- What you are asked to do
Reproduce only the stretch of the listing below from the line containing "Task: annotate each instance of the truck taillight" through the line containing "x=986 y=286", requests included. Scale every coordinate in the answers by 0.65 and round each result to a whole number, with halves rounded up.

Point-based annotation data
** BEGIN **
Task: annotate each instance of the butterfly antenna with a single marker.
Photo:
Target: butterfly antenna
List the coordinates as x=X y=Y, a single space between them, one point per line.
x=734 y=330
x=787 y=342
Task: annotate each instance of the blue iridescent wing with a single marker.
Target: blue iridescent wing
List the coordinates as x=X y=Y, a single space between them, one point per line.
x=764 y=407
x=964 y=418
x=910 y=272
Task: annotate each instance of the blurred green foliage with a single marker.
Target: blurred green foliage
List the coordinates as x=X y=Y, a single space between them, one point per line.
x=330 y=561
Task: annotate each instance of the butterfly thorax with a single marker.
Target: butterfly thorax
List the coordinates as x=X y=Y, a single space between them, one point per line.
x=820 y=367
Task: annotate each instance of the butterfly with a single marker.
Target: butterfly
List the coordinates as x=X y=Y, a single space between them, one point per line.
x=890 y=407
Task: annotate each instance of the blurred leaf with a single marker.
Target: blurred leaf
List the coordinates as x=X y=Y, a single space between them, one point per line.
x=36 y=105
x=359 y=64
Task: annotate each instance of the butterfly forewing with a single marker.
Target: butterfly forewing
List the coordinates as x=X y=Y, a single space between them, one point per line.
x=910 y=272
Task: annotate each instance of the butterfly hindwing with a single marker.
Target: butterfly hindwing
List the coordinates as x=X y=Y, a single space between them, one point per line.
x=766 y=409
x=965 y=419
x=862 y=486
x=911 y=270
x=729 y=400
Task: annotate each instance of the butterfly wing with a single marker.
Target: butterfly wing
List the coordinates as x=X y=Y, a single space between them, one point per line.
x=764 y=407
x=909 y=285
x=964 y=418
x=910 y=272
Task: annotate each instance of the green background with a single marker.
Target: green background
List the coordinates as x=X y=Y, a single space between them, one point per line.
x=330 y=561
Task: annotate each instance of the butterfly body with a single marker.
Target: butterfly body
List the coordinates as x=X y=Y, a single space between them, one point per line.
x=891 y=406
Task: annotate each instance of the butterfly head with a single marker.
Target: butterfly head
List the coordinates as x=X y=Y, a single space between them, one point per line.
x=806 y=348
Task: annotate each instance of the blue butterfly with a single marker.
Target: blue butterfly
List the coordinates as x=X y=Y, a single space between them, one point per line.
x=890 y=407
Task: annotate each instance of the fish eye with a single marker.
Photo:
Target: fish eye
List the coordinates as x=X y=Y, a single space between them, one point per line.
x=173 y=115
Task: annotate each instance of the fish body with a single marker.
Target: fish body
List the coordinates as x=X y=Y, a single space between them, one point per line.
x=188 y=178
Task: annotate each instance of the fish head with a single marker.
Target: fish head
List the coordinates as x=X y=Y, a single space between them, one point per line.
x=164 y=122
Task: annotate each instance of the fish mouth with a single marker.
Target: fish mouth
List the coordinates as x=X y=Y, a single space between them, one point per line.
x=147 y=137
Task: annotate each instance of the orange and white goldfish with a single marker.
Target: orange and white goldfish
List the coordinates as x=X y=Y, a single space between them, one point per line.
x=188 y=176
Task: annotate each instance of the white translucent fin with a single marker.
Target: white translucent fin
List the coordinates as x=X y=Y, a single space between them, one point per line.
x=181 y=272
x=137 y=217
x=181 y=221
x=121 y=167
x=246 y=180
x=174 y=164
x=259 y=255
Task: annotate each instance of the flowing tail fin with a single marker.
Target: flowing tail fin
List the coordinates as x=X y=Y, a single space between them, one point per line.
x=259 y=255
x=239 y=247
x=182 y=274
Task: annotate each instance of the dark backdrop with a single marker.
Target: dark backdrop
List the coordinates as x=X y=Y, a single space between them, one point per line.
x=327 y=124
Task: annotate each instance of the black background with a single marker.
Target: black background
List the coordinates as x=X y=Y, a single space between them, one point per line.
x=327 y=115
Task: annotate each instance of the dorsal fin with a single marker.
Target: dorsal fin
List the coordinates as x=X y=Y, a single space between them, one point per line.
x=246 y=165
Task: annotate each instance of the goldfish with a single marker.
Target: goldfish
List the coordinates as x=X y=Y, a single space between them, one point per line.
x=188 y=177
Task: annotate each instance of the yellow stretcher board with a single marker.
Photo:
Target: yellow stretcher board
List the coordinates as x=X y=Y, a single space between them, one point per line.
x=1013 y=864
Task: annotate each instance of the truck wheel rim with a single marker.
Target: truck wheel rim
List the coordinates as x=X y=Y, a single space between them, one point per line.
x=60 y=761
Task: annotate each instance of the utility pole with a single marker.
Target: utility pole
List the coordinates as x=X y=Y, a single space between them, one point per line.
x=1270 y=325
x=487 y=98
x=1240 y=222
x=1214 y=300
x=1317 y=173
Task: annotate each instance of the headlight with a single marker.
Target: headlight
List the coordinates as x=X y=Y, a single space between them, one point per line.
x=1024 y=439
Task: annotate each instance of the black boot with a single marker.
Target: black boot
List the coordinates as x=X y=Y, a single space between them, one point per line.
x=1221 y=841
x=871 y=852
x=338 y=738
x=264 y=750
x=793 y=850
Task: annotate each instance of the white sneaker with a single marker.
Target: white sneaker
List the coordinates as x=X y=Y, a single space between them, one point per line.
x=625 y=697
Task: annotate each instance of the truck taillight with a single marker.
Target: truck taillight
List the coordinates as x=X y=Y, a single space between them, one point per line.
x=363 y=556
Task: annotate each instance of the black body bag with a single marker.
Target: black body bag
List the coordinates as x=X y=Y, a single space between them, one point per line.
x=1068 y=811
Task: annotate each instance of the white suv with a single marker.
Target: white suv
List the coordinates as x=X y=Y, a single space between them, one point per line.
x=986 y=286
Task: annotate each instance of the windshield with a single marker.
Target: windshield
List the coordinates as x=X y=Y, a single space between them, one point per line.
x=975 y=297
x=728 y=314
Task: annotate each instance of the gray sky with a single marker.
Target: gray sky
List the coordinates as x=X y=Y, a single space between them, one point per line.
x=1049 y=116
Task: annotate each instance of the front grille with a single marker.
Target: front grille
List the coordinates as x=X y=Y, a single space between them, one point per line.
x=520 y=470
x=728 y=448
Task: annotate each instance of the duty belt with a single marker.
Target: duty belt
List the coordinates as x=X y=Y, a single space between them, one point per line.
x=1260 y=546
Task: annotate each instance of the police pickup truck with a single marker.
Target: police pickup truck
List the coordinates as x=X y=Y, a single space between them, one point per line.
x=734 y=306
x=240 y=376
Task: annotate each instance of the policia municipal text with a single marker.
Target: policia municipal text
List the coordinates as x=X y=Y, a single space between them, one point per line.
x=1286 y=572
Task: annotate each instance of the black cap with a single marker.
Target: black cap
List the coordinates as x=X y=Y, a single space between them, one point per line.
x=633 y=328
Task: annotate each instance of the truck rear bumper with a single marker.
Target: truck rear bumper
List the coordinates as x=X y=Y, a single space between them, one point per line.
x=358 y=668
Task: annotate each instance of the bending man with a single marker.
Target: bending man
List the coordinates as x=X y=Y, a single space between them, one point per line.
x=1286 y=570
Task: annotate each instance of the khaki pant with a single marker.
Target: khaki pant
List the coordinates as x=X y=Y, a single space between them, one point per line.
** END **
- Solution to this task
Task: annotate each instance of the truck taillight with a single marker.
Target: truck taillight
List the coordinates as x=X y=Y, a single space between them, one point per line.
x=236 y=361
Task: annotate each instance of the black body bag with a single marker.
Target: black body bag
List the coordinates as x=X y=Y, a single space between them, one point per line.
x=694 y=527
Task: annotate each instance of the white suv with a single marker.
Target: white suv
List the coordinates as x=X y=Y, a single space between them, one point per line.
x=641 y=186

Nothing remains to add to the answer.